§ **Extrait du texte**

□ □ □ □

La garantie hypothécaire étant l’une des suretés les plus importantes, la simplification de sa réalisation l’est davantage lorsque la créance pour la garantie de laquelle elle a été accordée n’a pas été payée dans le délai convenu entre le constituant et le créancier hypothécaire.
C’est ce besoin de simplification de la réalisation de l’hypothèque qui a, sans doute, poussé le législateur OHADA a aménagé à côté des modes de réalisations forcées de la garantie hypothécaire, un mode de réalisation conventionnelle, simple et rapide à travers le pacte commissoire dont il sera question dans le présent article.

Le pacte commissoire, peut être défini comme une convention conclue entre le constituant et le créancier lors de la constitution de l’hypothèque, ou postérieurement par voie d’avenant, aux termes de laquelle le créancier, en cas de défaillance du débiteur, deviendra propriétaire de l’immeuble hypothéqué.
L’institution de ce mode de réalisation simplifié de l’hypothèque en Droit OHADA est une évolution significative. Car si la constitution d’une garantie est la clé de voute de la confiance qui permet de faciliter l’octroi d’importants crédits dans une économie entre les différents acteurs, la simplification de la réalisation de cette garantie est l’aboutissement de la solution à la double nécessité de célérité et de sécurité juridique dans les différentes transactions.
Dès lors, il y a lieu de s’interroger sur les conditions de validité du pacte commissoire et sa procédure de mise en œuvre.

Pour ce faire, nous traiterons d’abord les conditions de validité du pacte commissoire (I), avant de nous intéresser à sa mise en œuvre (II).

I) Les conditions de validité du pacte commissoire.

La validité du pacte commissoire dépend d’une part de la qualité de la personne du constituant (A) et d’autre part de la nature de l’immeuble hypothéqué (B).

A) Les conditions liées à la personne du constituant.

Seules les personnes morales (a) et les personnes physiques immatriculées (b) peuvent conclure une convention d’hypothèque incluant un pacte commissoire.

a) Les personnes morales.

Pour valablement conclure une convention d’hypothèque incluant un pacte commissoire, le législateur communautaire OHADA à travers l’article 199 AUS exige que le constituant soit une personne morale. Cependant, le rédacteur de l’acte uniforme n’a pas précisé la nature ou la forme des personnes morales concernées. Ainsi, en vertu du principe « Ubi lex non distinguit, nec nos distinguere debemus » qui signifie qu’il n’y pas lieu de distinguer là où la loi ne distingue pas, il s’ensuit que ce sont toutes les personnes morales sans aucune distinction.
Outre les personnes morales, les personnes physiques immatriculées sont celles qui sont autorisées à constituer une hypothèque incluant un pacte commissoire.

b) Les personnes physiques immatriculées.

□ □ □ □

§ **Données extraites**
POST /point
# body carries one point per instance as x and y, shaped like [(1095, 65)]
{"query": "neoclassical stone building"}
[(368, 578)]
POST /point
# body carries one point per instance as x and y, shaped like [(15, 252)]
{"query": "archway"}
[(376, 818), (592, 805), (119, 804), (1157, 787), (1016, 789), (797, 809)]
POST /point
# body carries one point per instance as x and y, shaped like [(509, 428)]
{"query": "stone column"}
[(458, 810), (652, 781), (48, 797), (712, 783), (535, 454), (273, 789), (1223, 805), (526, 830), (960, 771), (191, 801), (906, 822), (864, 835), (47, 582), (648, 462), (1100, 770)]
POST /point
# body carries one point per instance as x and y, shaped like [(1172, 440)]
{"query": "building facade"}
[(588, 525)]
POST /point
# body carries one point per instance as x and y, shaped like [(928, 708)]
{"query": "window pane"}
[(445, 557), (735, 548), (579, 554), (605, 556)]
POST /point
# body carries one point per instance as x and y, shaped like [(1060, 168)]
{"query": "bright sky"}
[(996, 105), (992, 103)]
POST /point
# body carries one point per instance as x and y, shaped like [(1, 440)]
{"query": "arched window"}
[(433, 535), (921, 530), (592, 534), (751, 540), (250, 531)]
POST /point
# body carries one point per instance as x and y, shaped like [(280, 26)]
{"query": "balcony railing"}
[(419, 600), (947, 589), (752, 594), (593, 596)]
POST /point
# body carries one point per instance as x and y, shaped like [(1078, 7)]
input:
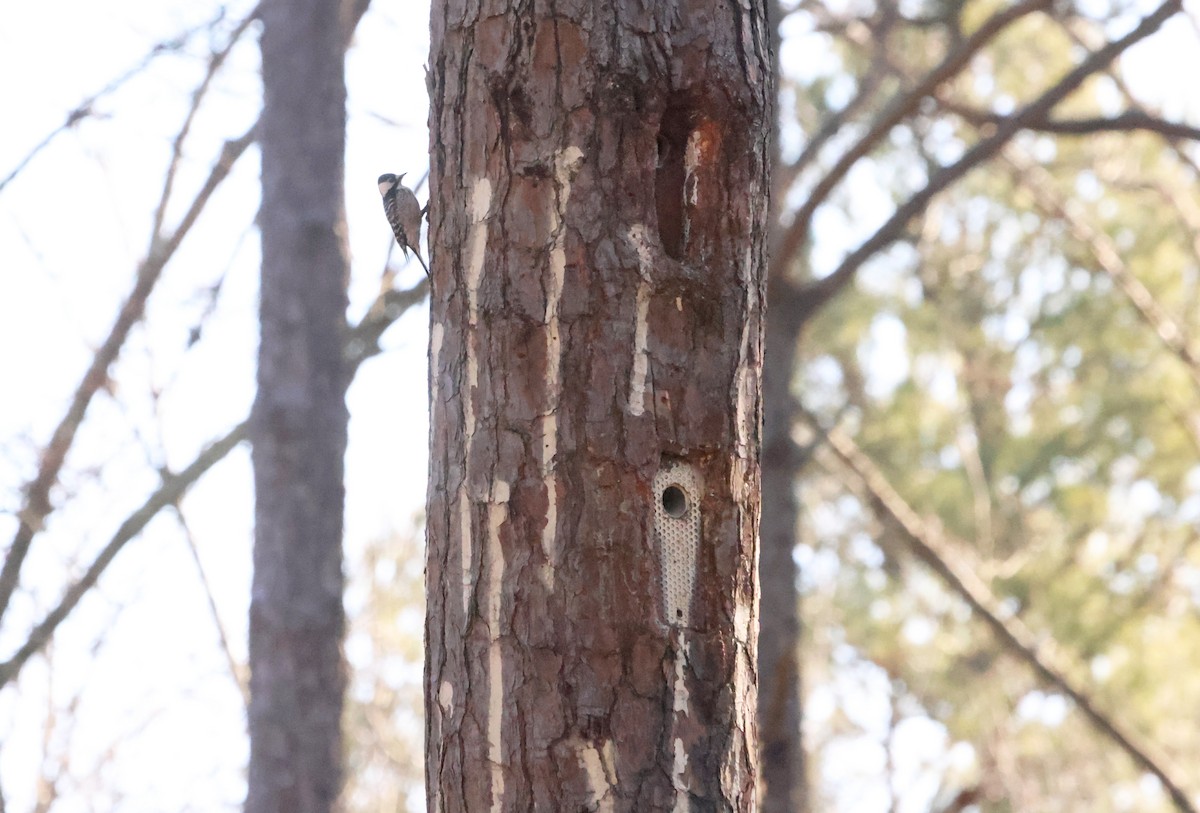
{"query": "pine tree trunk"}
[(299, 420), (598, 221)]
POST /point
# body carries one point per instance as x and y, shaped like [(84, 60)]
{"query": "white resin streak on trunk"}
[(480, 205), (681, 708), (497, 513), (567, 162), (640, 369), (599, 766)]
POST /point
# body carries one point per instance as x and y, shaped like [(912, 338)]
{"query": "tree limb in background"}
[(87, 108), (235, 669), (925, 543), (168, 492), (814, 295), (1127, 121), (901, 107), (177, 148), (1171, 333), (363, 343), (37, 492)]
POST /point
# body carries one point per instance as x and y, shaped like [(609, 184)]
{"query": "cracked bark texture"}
[(599, 205), (298, 425)]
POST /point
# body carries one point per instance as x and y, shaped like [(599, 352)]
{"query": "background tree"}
[(1018, 361), (961, 413), (298, 426)]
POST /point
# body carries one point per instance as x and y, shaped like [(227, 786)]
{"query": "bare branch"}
[(37, 492), (88, 107), (816, 294), (177, 148), (903, 106), (235, 670), (925, 543), (361, 344), (168, 492)]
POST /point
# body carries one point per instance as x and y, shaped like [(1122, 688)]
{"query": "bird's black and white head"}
[(388, 182)]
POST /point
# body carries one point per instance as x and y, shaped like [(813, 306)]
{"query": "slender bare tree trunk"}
[(298, 427), (780, 696), (598, 228)]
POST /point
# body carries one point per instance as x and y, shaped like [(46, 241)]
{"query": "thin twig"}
[(37, 492), (361, 344), (88, 107), (1107, 256), (235, 670), (816, 294), (900, 107), (171, 489), (1127, 121)]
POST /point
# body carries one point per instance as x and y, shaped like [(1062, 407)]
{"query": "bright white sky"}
[(73, 227)]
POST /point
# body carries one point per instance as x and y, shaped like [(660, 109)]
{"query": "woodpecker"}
[(403, 214)]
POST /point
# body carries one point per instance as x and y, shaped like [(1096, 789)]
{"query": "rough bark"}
[(298, 427), (598, 221)]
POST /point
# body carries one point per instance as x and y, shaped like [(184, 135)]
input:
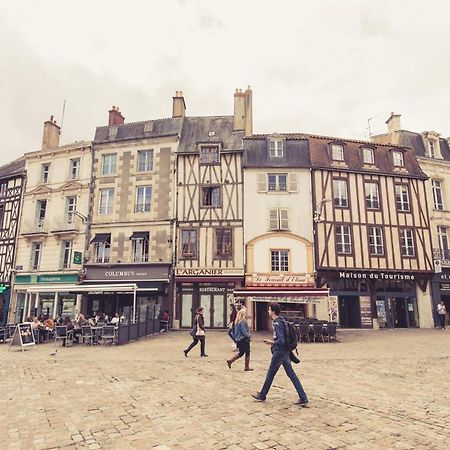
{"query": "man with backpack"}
[(281, 350)]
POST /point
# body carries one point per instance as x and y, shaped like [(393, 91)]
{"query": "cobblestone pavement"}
[(373, 390)]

□ □ □ □

§ **Consigne**
Reprenez le texte sur le pacte commissoire là où il s'arrête et poursuivez-le.

§ **Réponse**
Pour qu’une personne physique puisse valablement conclure la convention d’hypothèque incluant le pacte commissoire, l’article 199 AUS exige qu’elle soit immatriculée au RCCM. 
Or, conformément aux dispositions de l’article 35-1 AUDCG, l’immatriculation au RCCM n’est prévue pour les personnes physiques que lorsqu’elles sont commerçantes. Le commerçant est, aux termes de l’article 2 de l’AUDCG, celui qui fait de l’accomplissement des actes de commerce par nature sa profession habituelle.
Donc seules les personnes physiques commerçantes immatriculées au RCCM peuvent être parties au pacte commissoire. Les autres personnes physiques sont exclues de son champ d’application. Le législateur, par ce choix, met ces personnes physiques à l’écart, pour les protéger des conséquences d’une clause pouvant entrainer la sortie simplifiée de leur immeuble de leur patrimoine. Aussi, faut-il rappeler que l’objectif affiché du législateur est la facilitation de l’accès au crédit par les personnes physiques commerçantes.
Également, il est utile de faire une précision sur le cas de l’entreprenant.
Défini à l’article 30 de l’AUDCG comme : « un entrepreneur individuel, personne physique qui, sur simple déclaration prévue dans le présent Acte uniforme, exerce une activité professionnelle, civile, commerciale, artisanale ou agricole », il est aussi exclu du champ du pacte commissoire. Car aux termes de l’article 34-1 du l’AUDCG, il est enregistré au RCCM par simple déclaration et non par l’immatriculation.

B) Les conditions liées à la nature de l’immeuble hypothéqué.

Tous les immeubles (b) sont compatibles au pacte commissoire à l’exclusion des immeubles à usage d’habitation (a).

a) L’exclusion des immeubles à usage d’habitation.

Le législateur OHADA exclut l’immeuble à usage d’habitation du champ d’application du pacte commissoire sans en préciser l’occupant.
Ainsi, l’on se demande si l’usage d’habitation à laquelle le législateur fait référence, est seulement valable pour le constituant ou les personnes occupant les lieux de son chef, ou pour toute autre personne.
L’article 199 alinéa 1 de l’AUS dispose que :

« A condition que le constituant soit une personne morale ou une personne physique dûment immatriculée au Registre du Commerce et du Crédit Mobilier et que l’immeuble hypothéqué ne soit pas à usage d’habitation, il peut être convenu dans la convention d’hypothèque que le créancier deviendra propriétaire de l’immeuble hypothéqué ».

Il en ressort donc que seule la destination de l’immeuble compte. Peu importe qu’il soit occupé par le constituant, sa famille, ou une tierce personne. Si l’immeuble sert d’habitation à son occupant, il ne peut faire l’objet d’un pacte commissoire valable.

b) L’admission des autres immeubles.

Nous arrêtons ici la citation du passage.